> **Work request 1**: In the article below on the proposed US-India nuclear agreement, list the things the US would have the right to demand the return of if India again tests a nuclear explosive.
> **Work request 2**: Summarize the article below on the proposed US-India nuclear agreement in two sentences.
> **Work request 3**: From the article below on the proposed US-India nuclear agreement, quote the part that opens with the words containing "Signed by 22" and closes with "on such cooperation.".

> **Text block**:
Representative Edward J. Markey (D-MA) has sent a letter to US President George W Bush warning that a potential nuclear cooperation agreement with India may flout US law.
Signed by 22 other members of Congress, that letter reiterates that any inconsistencies between the so-called 123 agreement, US law and the underlying intent and purpose of the Hyde Act will put final congressional approval for the deal in doubt. Congress passed the Henry Hyde US-India Peaceful Atomic Energy Cooperation Act of 2006 less than a year ago, setting minimum conditions that must be met for nuclear cooperation with India, as well as the non-negotiable restrictions on such cooperation.
Among the conditions are that nuclear cooperation shall be terminated, and the US would have the right to demand the return of all material, equipment, and technology, if India again tests a nuclear explosive. Current law also states that the the International Atomic Energy Agency (IAEA) safeguards applied to declared Indian materials and facilities must be “in perpetuity in accordance with IAEA standards, principles, and practices.”

(Dataset items)
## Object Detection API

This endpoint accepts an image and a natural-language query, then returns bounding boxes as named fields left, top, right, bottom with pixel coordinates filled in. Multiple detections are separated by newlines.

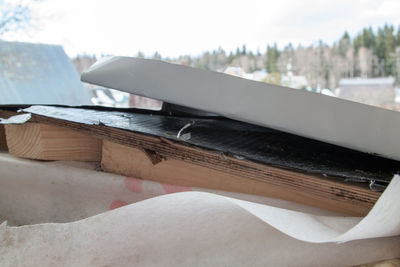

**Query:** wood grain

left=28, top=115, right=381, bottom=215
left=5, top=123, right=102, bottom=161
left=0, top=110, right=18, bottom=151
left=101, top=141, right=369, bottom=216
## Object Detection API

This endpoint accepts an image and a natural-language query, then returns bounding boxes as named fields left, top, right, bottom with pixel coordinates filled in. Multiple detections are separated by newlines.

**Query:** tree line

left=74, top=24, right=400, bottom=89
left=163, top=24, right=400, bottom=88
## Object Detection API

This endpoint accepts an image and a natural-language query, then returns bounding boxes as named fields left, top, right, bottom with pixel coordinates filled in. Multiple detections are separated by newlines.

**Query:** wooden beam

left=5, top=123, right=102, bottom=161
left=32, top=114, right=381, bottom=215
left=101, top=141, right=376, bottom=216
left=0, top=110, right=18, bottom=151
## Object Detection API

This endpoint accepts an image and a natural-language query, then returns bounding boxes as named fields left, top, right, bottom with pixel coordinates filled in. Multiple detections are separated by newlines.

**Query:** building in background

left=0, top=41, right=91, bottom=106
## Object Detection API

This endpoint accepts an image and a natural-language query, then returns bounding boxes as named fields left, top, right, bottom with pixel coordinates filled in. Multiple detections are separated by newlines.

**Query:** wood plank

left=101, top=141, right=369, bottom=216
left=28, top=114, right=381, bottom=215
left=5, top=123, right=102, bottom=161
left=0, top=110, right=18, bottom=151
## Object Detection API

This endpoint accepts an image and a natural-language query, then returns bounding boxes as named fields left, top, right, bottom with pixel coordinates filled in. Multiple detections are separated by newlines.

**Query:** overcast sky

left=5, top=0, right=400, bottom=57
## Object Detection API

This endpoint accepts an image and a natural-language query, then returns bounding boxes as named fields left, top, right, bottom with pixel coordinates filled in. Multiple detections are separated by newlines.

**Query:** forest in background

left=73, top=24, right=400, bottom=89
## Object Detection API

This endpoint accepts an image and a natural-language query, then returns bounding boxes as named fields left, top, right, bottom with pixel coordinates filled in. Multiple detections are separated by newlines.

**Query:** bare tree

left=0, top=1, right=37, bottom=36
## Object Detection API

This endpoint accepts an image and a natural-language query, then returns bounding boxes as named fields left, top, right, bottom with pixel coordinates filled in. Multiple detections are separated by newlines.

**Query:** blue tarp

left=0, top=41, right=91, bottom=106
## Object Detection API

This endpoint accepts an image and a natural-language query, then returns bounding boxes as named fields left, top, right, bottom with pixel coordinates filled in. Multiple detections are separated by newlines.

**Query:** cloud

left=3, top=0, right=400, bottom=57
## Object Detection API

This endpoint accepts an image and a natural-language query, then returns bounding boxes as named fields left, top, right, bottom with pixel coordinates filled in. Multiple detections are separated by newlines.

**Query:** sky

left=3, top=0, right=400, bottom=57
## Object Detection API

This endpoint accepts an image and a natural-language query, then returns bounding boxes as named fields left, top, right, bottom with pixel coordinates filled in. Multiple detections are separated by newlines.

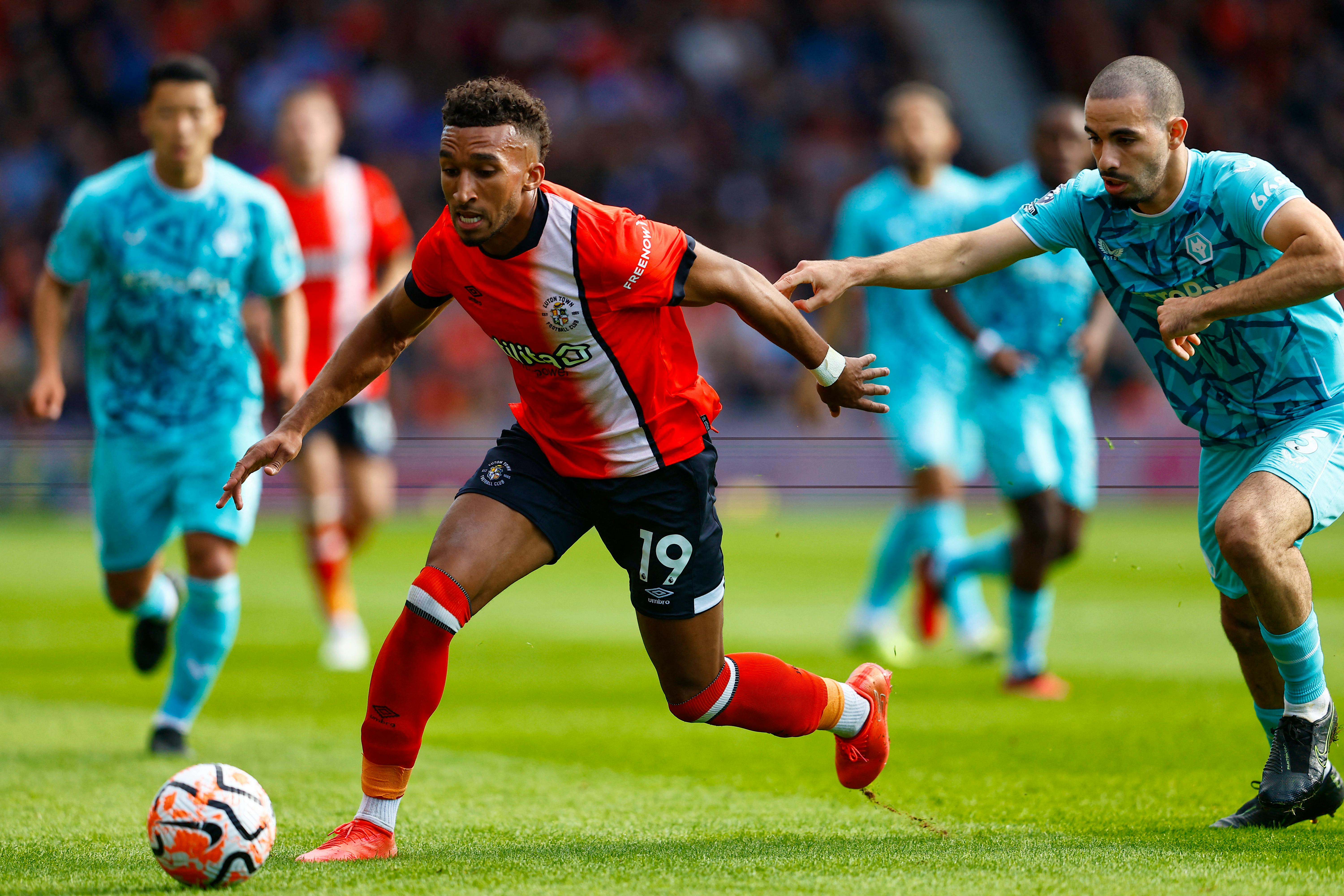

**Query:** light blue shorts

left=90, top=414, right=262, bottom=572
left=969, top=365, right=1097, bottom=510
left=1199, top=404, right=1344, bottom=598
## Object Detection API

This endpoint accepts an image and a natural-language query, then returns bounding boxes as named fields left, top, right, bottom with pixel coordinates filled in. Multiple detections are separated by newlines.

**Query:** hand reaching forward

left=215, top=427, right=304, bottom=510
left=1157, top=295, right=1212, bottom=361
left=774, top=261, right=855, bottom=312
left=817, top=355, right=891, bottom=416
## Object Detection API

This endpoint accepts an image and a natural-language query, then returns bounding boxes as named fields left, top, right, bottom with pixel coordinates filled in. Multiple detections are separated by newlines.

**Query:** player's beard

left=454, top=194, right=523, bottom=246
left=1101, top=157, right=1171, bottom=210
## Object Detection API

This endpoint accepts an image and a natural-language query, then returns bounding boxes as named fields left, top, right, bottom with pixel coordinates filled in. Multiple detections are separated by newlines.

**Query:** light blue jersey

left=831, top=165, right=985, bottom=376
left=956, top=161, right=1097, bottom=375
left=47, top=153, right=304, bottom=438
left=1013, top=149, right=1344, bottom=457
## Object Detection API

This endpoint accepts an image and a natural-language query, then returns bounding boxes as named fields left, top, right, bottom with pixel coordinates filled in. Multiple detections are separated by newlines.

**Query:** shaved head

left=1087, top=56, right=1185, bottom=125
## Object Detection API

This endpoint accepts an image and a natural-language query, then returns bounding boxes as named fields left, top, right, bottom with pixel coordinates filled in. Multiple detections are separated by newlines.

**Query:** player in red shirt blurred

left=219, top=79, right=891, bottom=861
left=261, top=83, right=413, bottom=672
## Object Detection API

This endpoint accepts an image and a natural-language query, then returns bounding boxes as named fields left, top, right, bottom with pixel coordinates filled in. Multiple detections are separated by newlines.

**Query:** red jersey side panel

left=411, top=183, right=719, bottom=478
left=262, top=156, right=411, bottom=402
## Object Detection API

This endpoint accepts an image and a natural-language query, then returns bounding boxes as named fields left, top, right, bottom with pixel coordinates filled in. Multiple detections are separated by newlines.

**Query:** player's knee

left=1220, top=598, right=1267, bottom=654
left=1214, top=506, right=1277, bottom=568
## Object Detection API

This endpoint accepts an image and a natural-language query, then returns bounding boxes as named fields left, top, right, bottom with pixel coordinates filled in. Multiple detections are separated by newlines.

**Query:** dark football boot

> **Exercise answer 1**:
- material
- equipment
- technology

> **Exercise answer 2**: Representative Edward J. Markey and 22 other members of Congress sent a letter to President George W Bush warning that a potential nuclear cooperation agreement with India may flout US law, and that any inconsistency with US law or the Hyde Act will put final congressional approval in doubt. The Hyde Act sets minimum conditions for such cooperation, including its termination if India again tests a nuclear explosive and IAEA safeguards on declared Indian materials and facilities "in perpetuity."

> **Exercise answer 3**:
Signed by 22 other members of Congress, that letter reiterates that any inconsistencies between the so-called 123 agreement, US law and the underlying intent and purpose of the Hyde Act will put final congressional approval for the deal in doubt. Congress passed the Henry Hyde US-India Peaceful Atomic Energy Cooperation Act of 2006 less than a year ago, setting minimum conditions that must be met for nuclear cooperation with India, as well as the non-negotiable restrictions on such cooperation.